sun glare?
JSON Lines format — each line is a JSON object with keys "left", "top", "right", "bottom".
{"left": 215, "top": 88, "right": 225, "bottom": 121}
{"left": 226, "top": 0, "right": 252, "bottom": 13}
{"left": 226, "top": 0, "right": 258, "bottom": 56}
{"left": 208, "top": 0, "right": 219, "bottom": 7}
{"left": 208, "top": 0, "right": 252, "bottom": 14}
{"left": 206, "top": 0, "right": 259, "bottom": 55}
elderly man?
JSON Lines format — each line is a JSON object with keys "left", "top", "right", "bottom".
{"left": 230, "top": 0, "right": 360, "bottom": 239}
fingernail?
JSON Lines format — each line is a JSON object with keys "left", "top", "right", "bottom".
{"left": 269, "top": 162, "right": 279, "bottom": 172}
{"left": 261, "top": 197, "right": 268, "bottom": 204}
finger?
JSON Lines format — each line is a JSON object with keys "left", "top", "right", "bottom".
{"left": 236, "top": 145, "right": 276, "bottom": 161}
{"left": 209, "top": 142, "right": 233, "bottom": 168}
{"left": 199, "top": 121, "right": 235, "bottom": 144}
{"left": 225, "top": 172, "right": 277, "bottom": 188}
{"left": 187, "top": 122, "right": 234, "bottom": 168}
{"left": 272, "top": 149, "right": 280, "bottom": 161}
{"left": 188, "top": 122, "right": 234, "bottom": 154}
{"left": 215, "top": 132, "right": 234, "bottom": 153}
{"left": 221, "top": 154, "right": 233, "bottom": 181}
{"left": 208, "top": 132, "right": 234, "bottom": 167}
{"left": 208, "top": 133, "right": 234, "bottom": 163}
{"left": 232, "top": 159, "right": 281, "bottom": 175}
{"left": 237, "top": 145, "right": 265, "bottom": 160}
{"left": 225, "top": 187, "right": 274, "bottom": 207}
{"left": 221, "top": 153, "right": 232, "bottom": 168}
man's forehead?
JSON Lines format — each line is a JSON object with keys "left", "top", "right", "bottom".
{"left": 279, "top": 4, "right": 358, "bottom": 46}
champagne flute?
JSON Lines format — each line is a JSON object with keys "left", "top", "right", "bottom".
════════
**TASK INSTRUCTIONS:** For this exercise, write out all of the data exactly.

**ANSWER TO THIS TASK:**
sun glare?
JSON Lines format — each line is a JSON object with keys "left", "top", "right", "bottom".
{"left": 215, "top": 88, "right": 225, "bottom": 121}
{"left": 226, "top": 0, "right": 252, "bottom": 13}
{"left": 226, "top": 0, "right": 258, "bottom": 56}
{"left": 208, "top": 0, "right": 219, "bottom": 7}
{"left": 208, "top": 0, "right": 252, "bottom": 14}
{"left": 206, "top": 0, "right": 259, "bottom": 55}
elderly man?
JSON Lines format — each line is a JSON object with keys "left", "top", "right", "bottom".
{"left": 230, "top": 0, "right": 360, "bottom": 239}
fingernail?
JSON Lines format — each line is a JSON object with keys "left", "top", "right", "bottom".
{"left": 269, "top": 162, "right": 279, "bottom": 172}
{"left": 261, "top": 197, "right": 268, "bottom": 204}
finger?
JSON Lines format — each line is a JSON object with keys "left", "top", "right", "bottom".
{"left": 236, "top": 145, "right": 276, "bottom": 161}
{"left": 209, "top": 142, "right": 233, "bottom": 168}
{"left": 199, "top": 121, "right": 235, "bottom": 144}
{"left": 225, "top": 172, "right": 277, "bottom": 188}
{"left": 187, "top": 122, "right": 234, "bottom": 168}
{"left": 272, "top": 149, "right": 280, "bottom": 161}
{"left": 188, "top": 122, "right": 234, "bottom": 154}
{"left": 215, "top": 132, "right": 234, "bottom": 153}
{"left": 221, "top": 154, "right": 233, "bottom": 181}
{"left": 208, "top": 132, "right": 234, "bottom": 167}
{"left": 208, "top": 133, "right": 234, "bottom": 163}
{"left": 232, "top": 159, "right": 281, "bottom": 175}
{"left": 237, "top": 145, "right": 265, "bottom": 160}
{"left": 225, "top": 187, "right": 274, "bottom": 207}
{"left": 221, "top": 153, "right": 232, "bottom": 168}
man's forehead?
JSON Lines format — each line is a JSON object with keys "left", "top", "right", "bottom".
{"left": 279, "top": 4, "right": 358, "bottom": 46}
champagne flute?
JSON Lines format — each line is a JSON object with keys "left", "top", "right", "bottom".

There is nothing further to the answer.